— Trecho do documento —
▼
A posição das cadeiras pode refletir no posicionamento de alguém? Voltei com essa dúvida da atividade da Câmara Mirim realizada na tarde da quinta-feira (5). Nela, os vereadores mirins experimentaram um debate no qual as cadeiras estavam dispostas de uma forma bastante distinta.
Postas de frente umas para as outras, as cadeiras conduziam a um arranjo em que os defensores de uma proposta fiquem de um lado e a oposição a ela, do oposto, encarando-se. Esse é o british parliamentary debate style ou estilo de debate parlamentar britânico.
Em vários grupos ou sociedades de debates ao redor do mundo esse modelo é aplicado. São sorteados entre os participantes as posições, contrária ou favorável, em que vão falar sobre um tema previamente determinado. E sim, há muita possibilidade de o participante se ver tendo de defender uma ideia sobre a qual é contrário em princípio tendo de ver à sua frente a defesa daquela em que acredita.
A explicação de como ocorreria ainda não tinha acontecido, mas os mirins captariam rápido.
– Debate é onde várias pessoas colocam suas opiniões para outras pessoas para serem debatidas!, – com a mão erguida apressou-se a responder o mirim Nicolas Bombazar, do Colégio Santo Antônio.
▲
— Exercício breve A —
Reescreva todos os registros abaixo como uma lista JSON de strings, uma para cada linha e sem as linhas em branco. Deixe as imagens de fora da resposta.

— Registros fornecidos —
▼
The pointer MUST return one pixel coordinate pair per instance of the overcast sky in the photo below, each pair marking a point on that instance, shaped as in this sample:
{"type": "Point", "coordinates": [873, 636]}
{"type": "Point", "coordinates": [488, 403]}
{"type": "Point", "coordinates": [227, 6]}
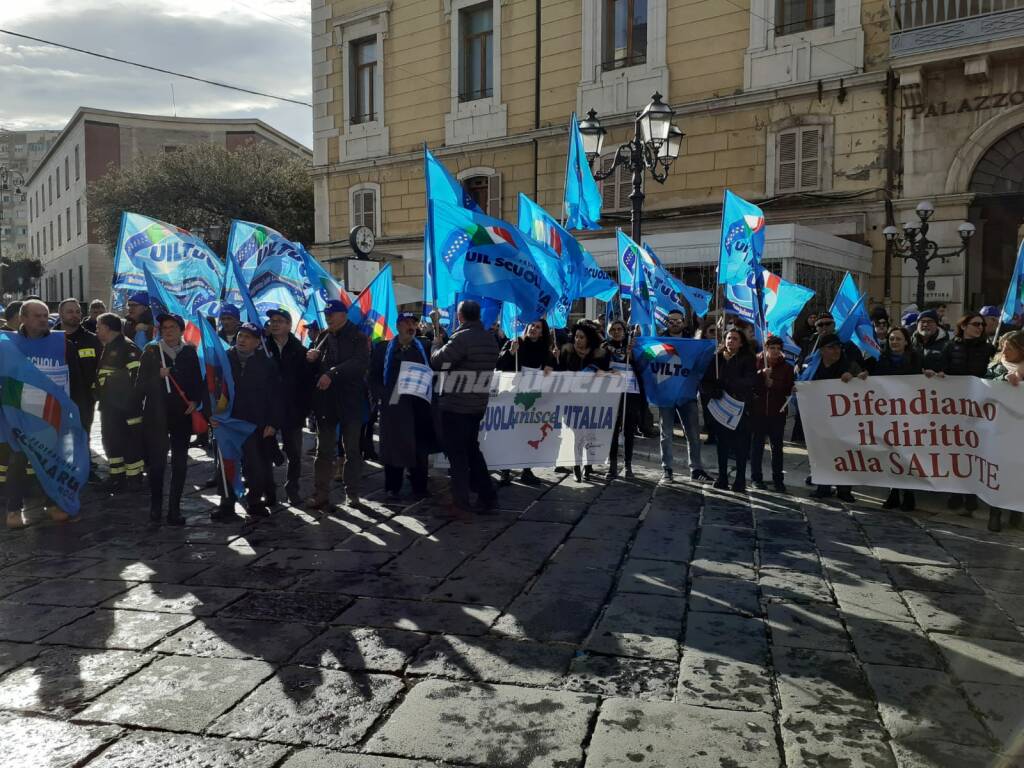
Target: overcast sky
▲
— Exercício breve B —
Prossiga o texto sobre o debate na Câmara Mirim a partir da última frase apresentada.

— Resposta da tarefa A —
[
  "The pointer MUST return one pixel coordinate pair per instance of the overcast sky in the photo below, each pair marking a point on that instance, shaped as in this sample:",
  "{\"type\": \"Point\", \"coordinates\": [873, 636]}",
  "{\"type\": \"Point\", \"coordinates\": [488, 403]}",
  "{\"type\": \"Point\", \"coordinates\": [227, 6]}",
  "Target: overcast sky"
]

— Resposta da tarefa B —
Nesse momento, ainda dispostos no formato de sala de aula, vereadores mirins agitados nas fileiras da frente tentavam definir o que era debate. Mesmo os que estavam mais distantes pareciam ter uma definição própria, capaz de complementar o que outro colega acabara de dizer.
– Cada um defende sua ideia e no debate é possível chegar em uma síntese – foi como imaginou o debate o mirim Eros de Freitas Marinho Pacheco dos Reis, da E. M. Dr. Abdon Batista.
O formato “sala de aula” é aplicado em alguns parlamentos, entre eles a Câmara dos Deputados, em Brasília. Também a Duma, o parlamento russo, usa esse formato. A Organização das Nações Unidas, em suas assembleias gerais, também usa esse formato.
Nas sessões da Câmara Mirim, no Plenário da CVJ, os jovens parlamentares ficam dispostos de forma triangular – de um triângulo equilátero, para ser mais preciso –, no qual a Mesa Diretora possui um lugar elevado em relação aos demais e no qual é vista por todos. É a mesma posição da contraparte adulta. É como está desenhado o Plenário.
Mas, naquela atividade, seriam dois grupos com quatro mirins cada um. Um grupo, a defesa; o outro, a oposição. Os demais tomariam posição como os julgadores do debate, a quem caberia avaliar o uso dos argumentos.
– Eu queria ser da oposição! – pontuou Eros, antes mesmo de saber qual tema seria debatido.
– Eu quero ser juiz! – declarou Nicolas.
Pelo menos nove mirins queriam tomar parte no debate. Quando o grupo dos participantes ficou definido em oito, os demais mirins foram ocupando suas posições como juízes, enquanto a secretária legislativa Luana Santos de Oliveira, que coordenava a atividade, fazia entre os demais o sorteio das posições que ocupariam.
O tema do debate era “Esta Câmara Mirim defende a proibição de músicas funk no Brasil”.
O nome técnico de um tema, num debate desses, é “moção”, mas para não conflitar com a já aprendida noção de moção como documento que expressa uma ideia de um parlamentar, Luana usou a expressão “tema”.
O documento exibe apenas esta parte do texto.